- [Objective A]: State how many lines in the records contain the string "shirt". Give only the number.

The Fate of the Players
In the camp, the FC Start players struggled to survive in their different ways.
One, Pavel Komarov, was suspected of turning informant and he appears to have been allowed to escape the camp in 1943 as the Red Army returned to capture Kiev. He disappeared from view.
As for the others, in February 1943, following an attack by anti-German partisans, the camp commandant decided to shoot every third prisoner as reprisal. The entire camp was lined up in the freezing mid-winter cold. Kuzmenko, the FC Start striker and scorer from the free kick, was one of those clubbed to the ground and shot dead. Young Klimenko, who had declined the opportunity to score in the famous match, was next. He was clubbed down and shot behind the ear as he lay on the ground. Trusevich the giant goalkeeper and captain was also knocked to the ground. According to an eyewitness, he sprang back to his feet and shouted out a Communist slogan ‘Red Sport will never die!’ A German guard opened fire. Trusevitch reportedly died on his feet, wearing his goalkeeper’s jersey. The bodies of the three players, along with those of all the other murdered prisoners, were taken to Babi Yar and thrown into the ravine.
Three of the other players, Goncharenko, Tyutchev and Sviridovsky, who, fortunately, were in a work squad in the city, were shocked when the news filtered through. They guessed that, because of their profile as FC Start players, it might be their turn next. All three quickly made the decision to escape and they stayed hidden in the city until Kiev was liberated from German occupation in November 1943.

- [Source material]:
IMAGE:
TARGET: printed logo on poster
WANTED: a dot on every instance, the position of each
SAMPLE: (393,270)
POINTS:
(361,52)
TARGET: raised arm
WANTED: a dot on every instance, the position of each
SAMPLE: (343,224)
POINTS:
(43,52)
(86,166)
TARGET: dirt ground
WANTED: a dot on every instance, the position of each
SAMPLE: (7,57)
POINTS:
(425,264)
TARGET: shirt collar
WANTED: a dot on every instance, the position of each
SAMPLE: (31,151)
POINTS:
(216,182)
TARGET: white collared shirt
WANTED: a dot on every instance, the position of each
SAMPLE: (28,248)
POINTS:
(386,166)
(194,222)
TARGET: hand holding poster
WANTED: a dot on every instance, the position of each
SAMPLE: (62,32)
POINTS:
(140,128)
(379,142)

==

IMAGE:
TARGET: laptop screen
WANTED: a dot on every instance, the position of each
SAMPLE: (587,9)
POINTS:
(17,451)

- [Objective B]:
Please answer these questions on the passage about the fate of the FC Start players:
(i) In what month and year did the camp commandant decide to shoot every third prisoner?
(ii) What slogan did the goalkeeper shout after springing back to his feet?
(iii) In what month and year was Kiev liberated from German occupation?

- [Answer A]: 2

- [Answer B]:
(i) February 1943
(ii) ‘Red Sport will never die!’
(iii) November 1943